---------- Supplied material ----------

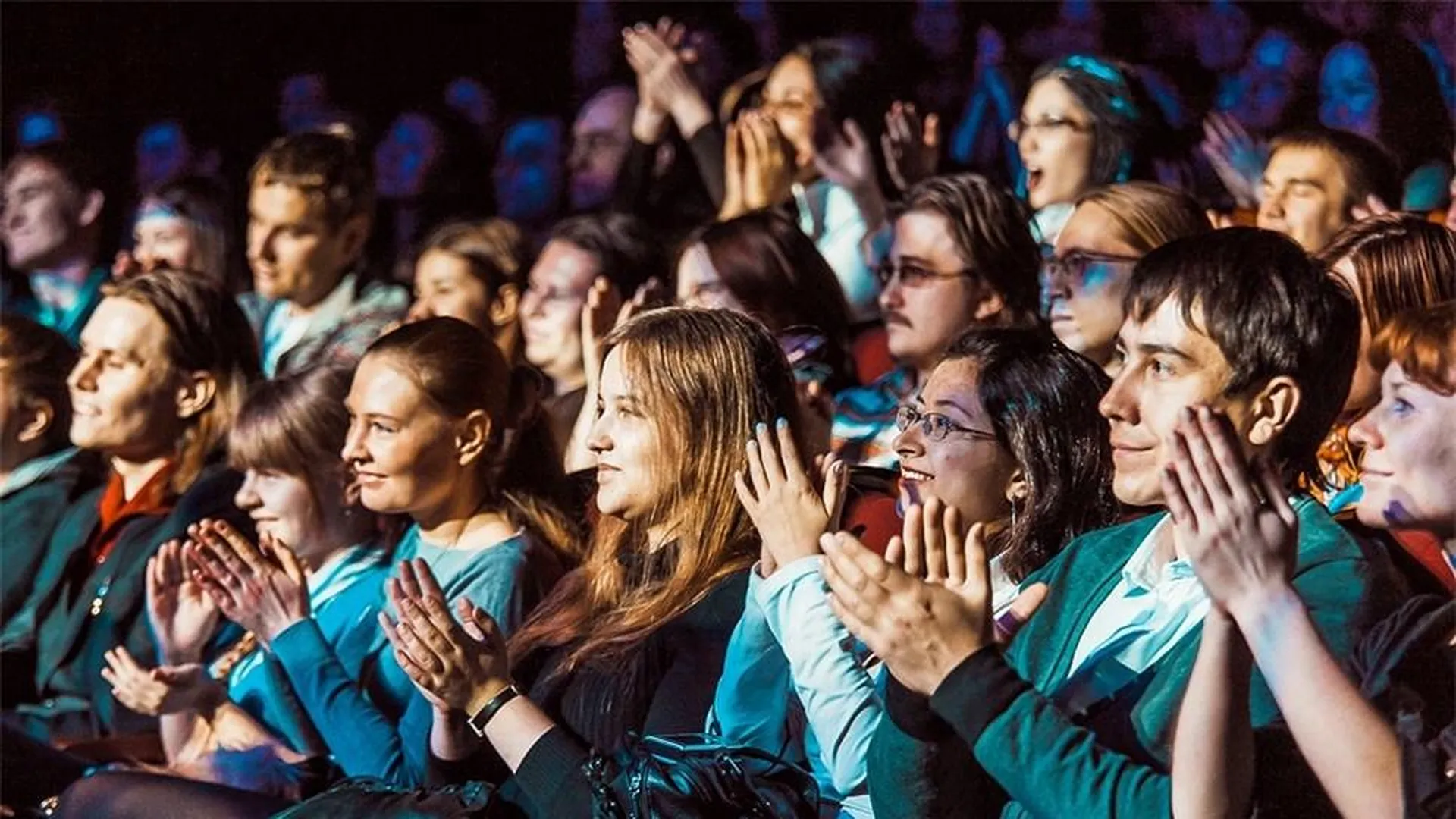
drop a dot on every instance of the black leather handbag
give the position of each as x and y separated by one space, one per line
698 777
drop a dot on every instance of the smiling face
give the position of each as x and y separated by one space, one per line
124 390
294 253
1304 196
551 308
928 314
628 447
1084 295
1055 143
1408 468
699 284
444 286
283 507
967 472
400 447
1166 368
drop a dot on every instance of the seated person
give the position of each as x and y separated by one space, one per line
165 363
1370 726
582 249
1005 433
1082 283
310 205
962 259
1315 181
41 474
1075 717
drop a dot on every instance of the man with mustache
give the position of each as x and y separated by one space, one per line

----------
---------- Supplied material ----------

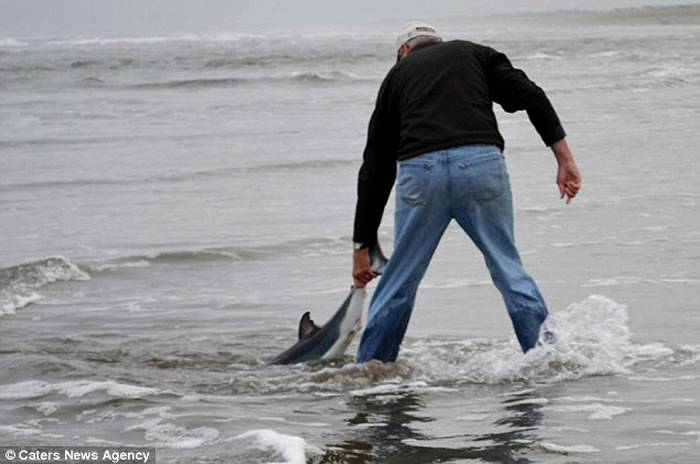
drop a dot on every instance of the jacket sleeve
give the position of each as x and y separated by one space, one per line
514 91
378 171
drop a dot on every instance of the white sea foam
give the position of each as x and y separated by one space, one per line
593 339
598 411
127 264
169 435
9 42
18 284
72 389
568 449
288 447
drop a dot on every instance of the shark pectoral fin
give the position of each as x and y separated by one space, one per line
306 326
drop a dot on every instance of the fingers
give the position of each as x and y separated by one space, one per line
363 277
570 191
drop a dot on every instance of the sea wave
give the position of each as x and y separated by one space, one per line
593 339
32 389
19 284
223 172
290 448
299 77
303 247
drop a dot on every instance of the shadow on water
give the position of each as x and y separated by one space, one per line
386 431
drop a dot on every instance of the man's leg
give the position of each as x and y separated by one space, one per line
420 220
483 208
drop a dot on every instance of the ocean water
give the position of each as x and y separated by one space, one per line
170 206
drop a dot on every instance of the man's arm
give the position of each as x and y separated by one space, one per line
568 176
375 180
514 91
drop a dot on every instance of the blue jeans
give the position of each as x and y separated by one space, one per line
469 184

----------

Problem to solve
Please pull out every line of the material above that contains the word "water" and copy each one in full, treating uppercase and lowercase as different.

Result of this task
drop a dot on every instance of the shadow on water
drop a dot on every instance of the ocean water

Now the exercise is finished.